WHAT NEEDS TO BE DONE: Gather every line of the records that contains the word "sill" and copy each one out.
▬▬▬▬▬▬
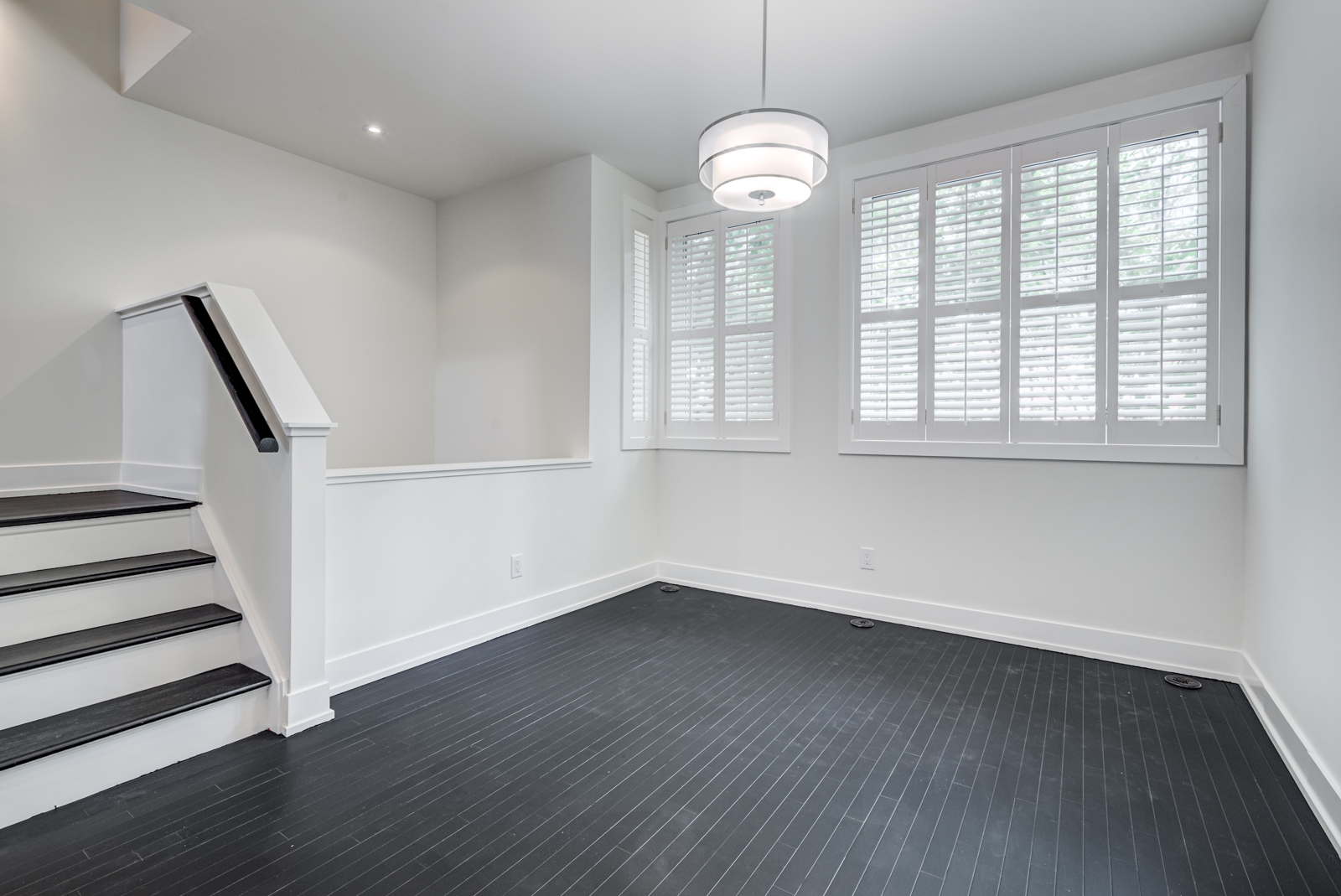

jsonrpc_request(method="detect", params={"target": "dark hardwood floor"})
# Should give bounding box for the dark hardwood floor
[0,586,1341,896]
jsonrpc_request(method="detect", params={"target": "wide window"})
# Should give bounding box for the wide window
[625,205,790,451]
[841,94,1245,463]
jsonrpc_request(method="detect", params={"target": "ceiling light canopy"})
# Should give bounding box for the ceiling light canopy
[699,0,829,212]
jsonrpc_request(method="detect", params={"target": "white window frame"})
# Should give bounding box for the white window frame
[621,197,791,452]
[838,76,1247,464]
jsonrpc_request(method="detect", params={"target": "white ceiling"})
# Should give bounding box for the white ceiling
[129,0,1266,199]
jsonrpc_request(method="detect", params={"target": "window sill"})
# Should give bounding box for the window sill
[838,438,1243,465]
[326,458,592,485]
[657,436,791,455]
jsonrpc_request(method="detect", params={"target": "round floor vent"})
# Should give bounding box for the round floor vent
[1164,675,1202,691]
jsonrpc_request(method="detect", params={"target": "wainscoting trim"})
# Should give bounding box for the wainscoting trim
[326,563,655,693]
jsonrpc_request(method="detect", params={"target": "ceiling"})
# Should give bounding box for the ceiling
[129,0,1266,199]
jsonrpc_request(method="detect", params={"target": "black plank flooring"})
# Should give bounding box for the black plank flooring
[0,586,1341,896]
[0,489,199,526]
[0,550,215,597]
[0,603,243,675]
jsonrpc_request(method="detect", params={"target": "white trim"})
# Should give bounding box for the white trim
[116,283,335,436]
[326,563,657,693]
[836,75,1247,465]
[659,562,1242,681]
[326,458,592,485]
[206,283,334,429]
[0,460,121,498]
[279,681,335,738]
[192,505,288,731]
[121,460,199,500]
[1242,653,1341,853]
[833,72,1247,184]
[654,201,795,453]
[116,283,193,320]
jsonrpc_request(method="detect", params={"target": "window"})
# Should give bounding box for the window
[625,205,789,451]
[841,87,1245,463]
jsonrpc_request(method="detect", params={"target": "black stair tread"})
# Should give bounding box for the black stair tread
[0,552,215,597]
[0,663,270,771]
[0,603,243,676]
[0,489,199,526]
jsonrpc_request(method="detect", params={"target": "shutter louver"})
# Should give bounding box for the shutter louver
[934,311,1002,422]
[629,230,652,424]
[1117,130,1209,286]
[1019,303,1098,422]
[1117,295,1209,422]
[722,333,774,422]
[670,337,716,422]
[670,230,717,330]
[1019,153,1098,295]
[633,230,652,330]
[722,219,774,326]
[858,189,921,311]
[858,318,919,422]
[936,172,1002,304]
[629,337,650,422]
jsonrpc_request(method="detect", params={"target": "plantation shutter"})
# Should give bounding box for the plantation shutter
▬▬▬▬▬▬
WRITTEN ANSWER:
jsonrpc_request(method="detect", params={"target": "window sill"})
# Should give bounding box for the window sill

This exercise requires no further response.